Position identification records
[start]
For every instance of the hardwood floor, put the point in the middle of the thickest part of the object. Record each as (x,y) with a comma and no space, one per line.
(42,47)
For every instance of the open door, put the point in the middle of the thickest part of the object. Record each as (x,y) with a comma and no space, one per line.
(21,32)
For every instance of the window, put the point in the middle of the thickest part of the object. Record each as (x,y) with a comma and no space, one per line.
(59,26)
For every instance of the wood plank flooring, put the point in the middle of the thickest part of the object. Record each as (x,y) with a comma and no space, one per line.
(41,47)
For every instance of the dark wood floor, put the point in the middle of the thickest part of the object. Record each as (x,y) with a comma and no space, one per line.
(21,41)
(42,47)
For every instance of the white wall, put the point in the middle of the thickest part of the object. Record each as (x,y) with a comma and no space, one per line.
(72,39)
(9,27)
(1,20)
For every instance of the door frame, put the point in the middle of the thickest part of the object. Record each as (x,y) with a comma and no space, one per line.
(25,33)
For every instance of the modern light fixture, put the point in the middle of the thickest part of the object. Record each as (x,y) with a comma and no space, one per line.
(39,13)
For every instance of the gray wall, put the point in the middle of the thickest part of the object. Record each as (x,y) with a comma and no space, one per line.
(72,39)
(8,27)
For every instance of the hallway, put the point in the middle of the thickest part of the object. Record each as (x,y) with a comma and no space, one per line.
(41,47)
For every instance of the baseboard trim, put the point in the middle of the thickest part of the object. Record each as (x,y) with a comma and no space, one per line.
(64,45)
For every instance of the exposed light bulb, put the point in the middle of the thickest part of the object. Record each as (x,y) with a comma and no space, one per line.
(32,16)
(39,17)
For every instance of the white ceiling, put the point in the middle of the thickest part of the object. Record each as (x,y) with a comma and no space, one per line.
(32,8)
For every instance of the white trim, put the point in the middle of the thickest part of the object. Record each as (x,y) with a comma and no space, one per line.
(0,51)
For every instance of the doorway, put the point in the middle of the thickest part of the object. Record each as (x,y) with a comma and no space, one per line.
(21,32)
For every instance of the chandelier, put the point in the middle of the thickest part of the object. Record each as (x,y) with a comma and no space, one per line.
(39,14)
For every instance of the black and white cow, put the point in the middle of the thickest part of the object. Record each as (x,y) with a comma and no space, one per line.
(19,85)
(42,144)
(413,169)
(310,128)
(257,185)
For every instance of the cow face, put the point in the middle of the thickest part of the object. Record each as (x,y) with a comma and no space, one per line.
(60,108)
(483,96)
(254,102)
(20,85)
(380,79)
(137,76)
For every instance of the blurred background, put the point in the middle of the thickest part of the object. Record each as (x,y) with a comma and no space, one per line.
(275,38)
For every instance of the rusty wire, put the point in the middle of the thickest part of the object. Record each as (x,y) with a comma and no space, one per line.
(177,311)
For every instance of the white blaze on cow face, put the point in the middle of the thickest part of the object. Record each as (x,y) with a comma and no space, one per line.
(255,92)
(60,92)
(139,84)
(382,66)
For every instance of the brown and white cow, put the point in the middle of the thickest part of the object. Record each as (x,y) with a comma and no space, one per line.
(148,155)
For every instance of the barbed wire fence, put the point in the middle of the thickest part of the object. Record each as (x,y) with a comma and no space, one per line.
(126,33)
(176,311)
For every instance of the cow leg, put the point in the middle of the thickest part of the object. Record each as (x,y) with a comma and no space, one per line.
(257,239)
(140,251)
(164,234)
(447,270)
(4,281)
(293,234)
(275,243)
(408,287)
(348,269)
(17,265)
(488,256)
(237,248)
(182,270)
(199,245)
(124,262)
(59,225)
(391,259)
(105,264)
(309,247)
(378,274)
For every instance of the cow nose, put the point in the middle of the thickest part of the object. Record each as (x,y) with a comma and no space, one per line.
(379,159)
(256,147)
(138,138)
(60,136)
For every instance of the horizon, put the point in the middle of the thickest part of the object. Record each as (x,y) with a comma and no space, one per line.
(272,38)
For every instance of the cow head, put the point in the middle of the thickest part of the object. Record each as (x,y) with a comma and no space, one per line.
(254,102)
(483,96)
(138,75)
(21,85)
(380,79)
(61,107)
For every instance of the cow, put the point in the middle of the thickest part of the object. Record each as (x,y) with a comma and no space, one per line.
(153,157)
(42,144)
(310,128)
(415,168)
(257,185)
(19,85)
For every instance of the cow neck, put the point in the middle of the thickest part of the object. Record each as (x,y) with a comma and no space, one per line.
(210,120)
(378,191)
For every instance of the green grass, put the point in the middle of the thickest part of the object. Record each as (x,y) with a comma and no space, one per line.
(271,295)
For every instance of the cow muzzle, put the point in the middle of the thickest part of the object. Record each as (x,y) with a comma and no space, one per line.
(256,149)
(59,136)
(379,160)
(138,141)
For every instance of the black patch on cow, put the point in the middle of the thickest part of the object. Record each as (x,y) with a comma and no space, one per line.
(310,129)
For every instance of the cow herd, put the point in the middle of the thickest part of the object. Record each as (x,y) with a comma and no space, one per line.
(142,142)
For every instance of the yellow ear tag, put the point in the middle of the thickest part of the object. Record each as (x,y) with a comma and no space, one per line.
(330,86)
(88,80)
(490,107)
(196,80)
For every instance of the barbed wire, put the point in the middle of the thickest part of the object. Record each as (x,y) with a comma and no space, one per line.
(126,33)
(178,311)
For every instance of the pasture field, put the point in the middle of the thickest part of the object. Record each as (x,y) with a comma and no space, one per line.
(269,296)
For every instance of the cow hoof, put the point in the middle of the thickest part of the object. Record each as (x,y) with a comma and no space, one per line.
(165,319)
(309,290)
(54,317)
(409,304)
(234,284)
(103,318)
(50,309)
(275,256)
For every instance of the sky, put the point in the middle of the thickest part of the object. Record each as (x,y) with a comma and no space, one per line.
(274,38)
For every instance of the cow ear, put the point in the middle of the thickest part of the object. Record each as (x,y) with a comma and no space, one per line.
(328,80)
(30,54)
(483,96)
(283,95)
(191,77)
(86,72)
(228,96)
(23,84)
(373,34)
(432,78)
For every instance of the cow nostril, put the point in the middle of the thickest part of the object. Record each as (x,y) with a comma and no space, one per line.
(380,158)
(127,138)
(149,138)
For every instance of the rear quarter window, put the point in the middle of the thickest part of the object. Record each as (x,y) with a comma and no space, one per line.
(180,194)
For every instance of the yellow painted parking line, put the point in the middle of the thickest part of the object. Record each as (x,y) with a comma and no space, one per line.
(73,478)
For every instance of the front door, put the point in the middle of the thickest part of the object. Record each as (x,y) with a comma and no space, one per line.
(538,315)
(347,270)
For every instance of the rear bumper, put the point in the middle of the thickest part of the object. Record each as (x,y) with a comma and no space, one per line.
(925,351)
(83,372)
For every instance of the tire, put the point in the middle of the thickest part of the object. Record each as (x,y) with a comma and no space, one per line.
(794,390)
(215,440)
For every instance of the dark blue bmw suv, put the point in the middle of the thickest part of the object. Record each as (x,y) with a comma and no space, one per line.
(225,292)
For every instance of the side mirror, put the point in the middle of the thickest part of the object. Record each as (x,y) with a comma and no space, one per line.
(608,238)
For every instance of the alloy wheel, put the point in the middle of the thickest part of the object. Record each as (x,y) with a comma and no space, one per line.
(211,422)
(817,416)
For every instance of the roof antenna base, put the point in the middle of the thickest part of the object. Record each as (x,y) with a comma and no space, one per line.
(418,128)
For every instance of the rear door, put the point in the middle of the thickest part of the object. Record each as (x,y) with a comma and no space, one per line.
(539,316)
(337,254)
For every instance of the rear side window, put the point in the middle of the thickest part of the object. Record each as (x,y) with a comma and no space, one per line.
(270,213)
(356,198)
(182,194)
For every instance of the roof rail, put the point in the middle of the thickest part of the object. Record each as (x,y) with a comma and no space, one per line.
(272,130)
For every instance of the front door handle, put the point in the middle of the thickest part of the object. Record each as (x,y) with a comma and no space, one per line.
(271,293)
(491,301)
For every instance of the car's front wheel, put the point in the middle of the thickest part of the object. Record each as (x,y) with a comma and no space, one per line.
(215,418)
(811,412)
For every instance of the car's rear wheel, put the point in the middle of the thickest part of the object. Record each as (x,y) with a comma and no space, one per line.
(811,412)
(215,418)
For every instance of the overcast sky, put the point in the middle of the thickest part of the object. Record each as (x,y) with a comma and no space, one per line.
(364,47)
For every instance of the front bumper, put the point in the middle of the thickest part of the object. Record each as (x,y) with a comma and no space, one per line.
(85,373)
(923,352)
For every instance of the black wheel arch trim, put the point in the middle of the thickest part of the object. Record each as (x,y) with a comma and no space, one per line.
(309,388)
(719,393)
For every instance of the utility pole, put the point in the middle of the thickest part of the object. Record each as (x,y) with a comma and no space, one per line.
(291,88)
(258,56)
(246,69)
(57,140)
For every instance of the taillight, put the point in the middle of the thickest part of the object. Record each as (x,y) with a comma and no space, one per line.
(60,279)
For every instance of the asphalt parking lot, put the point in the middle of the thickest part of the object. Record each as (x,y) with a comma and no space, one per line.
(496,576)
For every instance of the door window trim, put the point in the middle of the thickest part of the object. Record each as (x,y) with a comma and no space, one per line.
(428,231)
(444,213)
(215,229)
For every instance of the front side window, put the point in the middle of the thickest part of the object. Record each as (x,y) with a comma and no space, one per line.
[end]
Set exercise => Output an exact copy of the lines beginning at the one that holds "For every instance of the taillight, put" and running through the final line of the records.

Completed task =>
For every instance of the taillight, put the point in the middle of the thickest part of the object. Record each as (x,y) with a comma and no space, one per line.
(60,279)
For every instance of the asphalt parking lot, put the point in the middle of the thickest part of the object. Record each as (x,y) with a comma and no space, one per line.
(496,576)
For every instance of the door window trim, put the point in the middle of the thickest part of the object. Record each as (x,y) with a comma and no space, one per line.
(428,231)
(444,213)
(215,229)
For every instance of the front side window, put the point in the middle of the thickest part of the object. Record each as (x,y) with a comma and no space, one per line.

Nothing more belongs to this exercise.